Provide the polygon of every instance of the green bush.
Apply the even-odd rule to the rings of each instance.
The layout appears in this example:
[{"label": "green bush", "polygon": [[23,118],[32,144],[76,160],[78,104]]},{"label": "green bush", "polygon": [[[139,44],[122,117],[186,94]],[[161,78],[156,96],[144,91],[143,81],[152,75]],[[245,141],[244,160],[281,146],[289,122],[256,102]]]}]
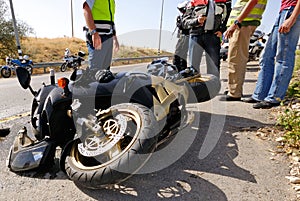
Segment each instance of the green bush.
[{"label": "green bush", "polygon": [[283,137],[287,144],[300,148],[300,111],[287,108],[277,119],[277,125],[285,129]]},{"label": "green bush", "polygon": [[295,71],[300,70],[300,50],[296,51]]},{"label": "green bush", "polygon": [[300,99],[300,51],[296,52],[296,62],[293,78],[287,90],[286,99],[289,106],[277,118],[277,125],[284,129],[284,138],[288,146],[300,148],[300,109],[293,107],[293,102],[299,104]]}]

→ **WHAT TO PRODUCE**:
Repeat the lines from the line containing "Apply the even-odd" through the end of the material above exactly, with no pictures and nothing else.

→ **TASK RESULT**:
Apply the even-odd rule to the rings of each instance.
The layout appears in this example:
[{"label": "green bush", "polygon": [[23,118],[32,144],[76,160],[78,104]]},{"label": "green bush", "polygon": [[[139,44],[122,117],[186,94]],[[161,78],[156,96],[144,91],[143,81],[152,75]],[[245,141],[244,160],[281,146],[289,122],[256,102]]]}]
Segment each instance of the green bush.
[{"label": "green bush", "polygon": [[283,137],[287,144],[300,148],[300,111],[287,108],[277,119],[277,125],[285,129]]},{"label": "green bush", "polygon": [[295,71],[300,70],[300,50],[296,51]]},{"label": "green bush", "polygon": [[300,99],[300,51],[296,52],[296,62],[293,78],[287,90],[286,99],[289,106],[277,118],[277,125],[284,129],[284,138],[288,146],[300,148],[300,109],[293,107],[293,102],[299,104]]}]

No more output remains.